TEXTO
^^^^^^^^^^^^^^^^
Pareceres/Diversos

Tribunal Central Administrativo Sul - Contencioso Administrativo
Contencioso:Administrativo
Data:11/25/2011
Processo:08219/11
Nº Processo/TAF:00383/10.4BELLE
Sub-Secção:2º. Juízo
Magistrado:Clara Rodrigues
Descritores:ACÇÃO ESPECIAL.
"ACEITAÇÃO DO ACTO IMPUGNADO" - ART. 56º CPTA.
Texto Integral:Venerando Juiz Desembargador Relator

A Magistrada do MºPº junto deste Tribunal Central Administrativo Sul, notificada nos termos e para efeitos dos artºs 146º nº1 do CPTA, vem emitir parecer sobre o mérito do presente recurso jurisdicional, nos seguintes termos:

I – O presente recurso vem interposto pela então A., da sentença proferida a fls. 142 e segs., pelo TAF de Loulé, que julgou improcedente a presente acção, absolvendo a Entidade Demandada de todos os pedidos formulados.

Nas conclusões das suas alegações de recurso, o recorrente imputa à sentença recorrida violação do art. 56º nºs 1 e 2 do CPTA e 217º nºs 1 e 2 do CC.
^^^^^^^^^^^^^^^^
DADOS FORNECIDOS
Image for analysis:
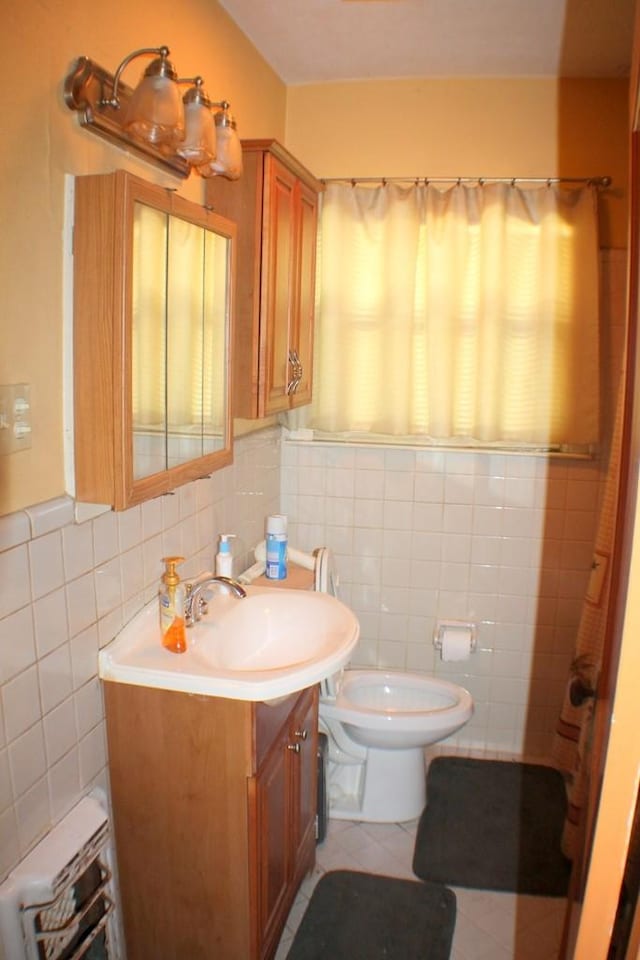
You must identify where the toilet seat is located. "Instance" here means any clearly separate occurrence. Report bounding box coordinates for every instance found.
[320,670,473,750]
^^^^^^^^^^^^^^^^
OBJETIVO
Transcreva do texto, sem qualquer alteração, o trecho que vai de "Tribunal Central Administrativo Sul - Contencioso" a "ART. 56º CPTA.".

RESPOSTA
Tribunal Central Administrativo Sul - Contencioso Administrativo
Contencioso:Administrativo
Data:11/25/2011
Processo:08219/11
Nº Processo/TAF:00383/10.4BELLE
Sub-Secção:2º. Juízo
Magistrado:Clara Rodrigues
Descritores:ACÇÃO ESPECIAL.
"ACEITAÇÃO DO ACTO IMPUGNADO" - ART. 56º CPTA.